» **EXERCISE 1**
According to the Interlock overview, which component detects missed schedules and stale triggers?
» **EXERCISE 2**
Continue the Interlock overview from its final line.
## START SELECTION
Skip to content

Overview

STAMP Model

Interlock applies STAMP (Systems-Theoretic Accident Model and Processes) to data pipeline operations. In STAMP, accidents result from inadequate enforcement of safety constraints – not just component failures. Interlock maps this to data pipelines:

STAMP ConceptInterlock Mapping
Safety constraintValidation rule (declarative check against sensor data)
Control structurePipeline config (YAML defining schedule, rules, job, SLA)
ControllerOrchestrator Lambda + Step Functions (evaluates rules, triggers jobs)
Controlled processPipeline (data transformation job)
FeedbackSensor data written to DynamoDB by external processes
Absence of control actionWatchdog Lambda (missed schedule and stale trigger detection)

Sensor-Driven Model

Interlock does not run evaluator subprocesses or make HTTP calls to check readiness. Instead, external processes push sensor data into the DynamoDB control table. The framework reads this data and evaluates it against declarative validation rules.

External process ──→ DynamoDB control table (SENSOR# records)
## END SELECTION
## START DATA SECTION
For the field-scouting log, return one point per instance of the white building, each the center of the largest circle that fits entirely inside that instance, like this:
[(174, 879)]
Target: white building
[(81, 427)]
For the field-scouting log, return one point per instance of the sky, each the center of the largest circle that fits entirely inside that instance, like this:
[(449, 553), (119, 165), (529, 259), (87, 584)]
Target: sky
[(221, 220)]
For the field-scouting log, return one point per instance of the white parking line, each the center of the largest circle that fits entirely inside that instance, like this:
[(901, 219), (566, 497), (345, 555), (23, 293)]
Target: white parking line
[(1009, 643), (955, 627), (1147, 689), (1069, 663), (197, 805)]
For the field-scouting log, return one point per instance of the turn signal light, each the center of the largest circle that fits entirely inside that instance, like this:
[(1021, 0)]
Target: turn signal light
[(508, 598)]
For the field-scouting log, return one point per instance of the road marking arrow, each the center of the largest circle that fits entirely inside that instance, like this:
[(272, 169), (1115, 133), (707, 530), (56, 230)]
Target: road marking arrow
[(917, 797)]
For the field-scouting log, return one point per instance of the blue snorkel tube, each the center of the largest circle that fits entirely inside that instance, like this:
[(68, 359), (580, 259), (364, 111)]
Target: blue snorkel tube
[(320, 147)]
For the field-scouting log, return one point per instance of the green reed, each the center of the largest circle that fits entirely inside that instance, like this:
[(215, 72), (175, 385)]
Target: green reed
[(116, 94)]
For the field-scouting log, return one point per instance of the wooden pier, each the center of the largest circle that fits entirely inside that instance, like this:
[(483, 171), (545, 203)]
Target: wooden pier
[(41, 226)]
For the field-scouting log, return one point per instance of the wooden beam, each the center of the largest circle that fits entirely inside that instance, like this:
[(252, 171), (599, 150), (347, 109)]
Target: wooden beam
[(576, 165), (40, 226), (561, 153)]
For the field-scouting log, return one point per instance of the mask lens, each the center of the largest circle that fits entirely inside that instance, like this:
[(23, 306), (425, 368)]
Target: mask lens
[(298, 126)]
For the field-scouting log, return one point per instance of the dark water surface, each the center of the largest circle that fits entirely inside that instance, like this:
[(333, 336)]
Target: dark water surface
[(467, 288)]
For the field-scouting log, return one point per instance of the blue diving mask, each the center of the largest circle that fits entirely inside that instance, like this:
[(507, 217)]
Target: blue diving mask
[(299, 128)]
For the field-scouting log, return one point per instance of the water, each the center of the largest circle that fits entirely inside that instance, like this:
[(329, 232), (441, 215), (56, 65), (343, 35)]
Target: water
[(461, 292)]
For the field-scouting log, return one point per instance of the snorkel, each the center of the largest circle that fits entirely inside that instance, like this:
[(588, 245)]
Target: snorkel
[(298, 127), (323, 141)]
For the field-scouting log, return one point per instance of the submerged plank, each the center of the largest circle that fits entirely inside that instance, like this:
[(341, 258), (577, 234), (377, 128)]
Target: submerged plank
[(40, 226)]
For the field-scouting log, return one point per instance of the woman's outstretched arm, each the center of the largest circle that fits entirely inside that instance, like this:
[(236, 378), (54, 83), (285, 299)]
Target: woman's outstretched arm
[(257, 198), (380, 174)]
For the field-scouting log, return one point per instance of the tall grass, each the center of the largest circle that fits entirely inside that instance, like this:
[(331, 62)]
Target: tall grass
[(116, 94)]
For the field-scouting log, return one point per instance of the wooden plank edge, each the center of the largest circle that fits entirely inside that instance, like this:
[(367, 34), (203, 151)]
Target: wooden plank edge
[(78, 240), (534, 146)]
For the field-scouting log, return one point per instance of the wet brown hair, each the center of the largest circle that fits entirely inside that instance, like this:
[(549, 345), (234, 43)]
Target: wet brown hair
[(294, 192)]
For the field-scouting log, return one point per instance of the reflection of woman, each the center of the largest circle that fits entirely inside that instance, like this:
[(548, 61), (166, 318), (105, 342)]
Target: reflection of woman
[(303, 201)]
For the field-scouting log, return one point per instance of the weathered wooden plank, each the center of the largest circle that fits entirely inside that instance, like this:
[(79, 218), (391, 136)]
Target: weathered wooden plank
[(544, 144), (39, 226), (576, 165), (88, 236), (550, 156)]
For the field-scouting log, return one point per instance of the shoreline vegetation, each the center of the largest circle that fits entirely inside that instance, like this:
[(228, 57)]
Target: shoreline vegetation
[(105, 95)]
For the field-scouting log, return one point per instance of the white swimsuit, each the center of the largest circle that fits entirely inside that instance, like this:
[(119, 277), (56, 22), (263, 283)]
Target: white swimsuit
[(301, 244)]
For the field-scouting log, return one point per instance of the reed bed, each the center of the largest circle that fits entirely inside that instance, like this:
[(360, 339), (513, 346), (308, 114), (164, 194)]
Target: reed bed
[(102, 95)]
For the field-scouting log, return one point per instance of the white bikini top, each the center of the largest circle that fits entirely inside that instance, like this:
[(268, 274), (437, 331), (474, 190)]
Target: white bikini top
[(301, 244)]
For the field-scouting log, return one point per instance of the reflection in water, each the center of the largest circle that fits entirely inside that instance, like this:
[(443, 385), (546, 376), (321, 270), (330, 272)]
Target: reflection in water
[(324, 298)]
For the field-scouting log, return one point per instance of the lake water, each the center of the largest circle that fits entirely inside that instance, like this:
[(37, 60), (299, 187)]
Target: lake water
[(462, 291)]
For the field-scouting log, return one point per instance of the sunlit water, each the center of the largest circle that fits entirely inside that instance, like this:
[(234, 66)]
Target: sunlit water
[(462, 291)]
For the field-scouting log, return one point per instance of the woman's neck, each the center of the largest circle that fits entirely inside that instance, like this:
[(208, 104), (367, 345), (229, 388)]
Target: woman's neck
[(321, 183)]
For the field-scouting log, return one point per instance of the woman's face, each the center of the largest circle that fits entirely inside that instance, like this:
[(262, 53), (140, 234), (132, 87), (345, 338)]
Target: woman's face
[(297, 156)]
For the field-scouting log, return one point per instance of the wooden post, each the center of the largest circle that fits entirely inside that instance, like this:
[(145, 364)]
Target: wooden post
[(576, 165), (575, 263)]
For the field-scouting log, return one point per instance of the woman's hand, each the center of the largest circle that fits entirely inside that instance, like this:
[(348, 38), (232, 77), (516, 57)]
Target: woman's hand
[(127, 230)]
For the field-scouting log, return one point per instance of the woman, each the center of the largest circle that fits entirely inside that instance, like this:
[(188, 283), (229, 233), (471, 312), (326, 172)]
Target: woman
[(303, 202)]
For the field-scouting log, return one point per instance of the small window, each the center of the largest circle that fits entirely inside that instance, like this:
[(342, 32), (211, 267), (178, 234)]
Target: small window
## END DATA SECTION
» **TASK RESULT 1**
The Watchdog Lambda detects missed schedules and stale triggers.

» **TASK RESULT 2**
                              │
                     DynamoDB Stream
                              │
                              ↓
                     stream-router Lambda
                              │
                    ┌─────────┴──────────┐
                    ↓                    ↓
          Sensor matches            Config change
          trigger condition         → invalidate cache
                    │
                    ↓
          Start Step Function execution

Sensor records use a composite key structure:

  • PK: PIPELINE#{pipelineId}
  • SK: SENSOR#{sensorKey}

Any system that can write to DynamoDB can serve as a sensor source: Lambda functions, Glue jobs, Airflow tasks, Step Function states, or external APIs via the AWS SDK.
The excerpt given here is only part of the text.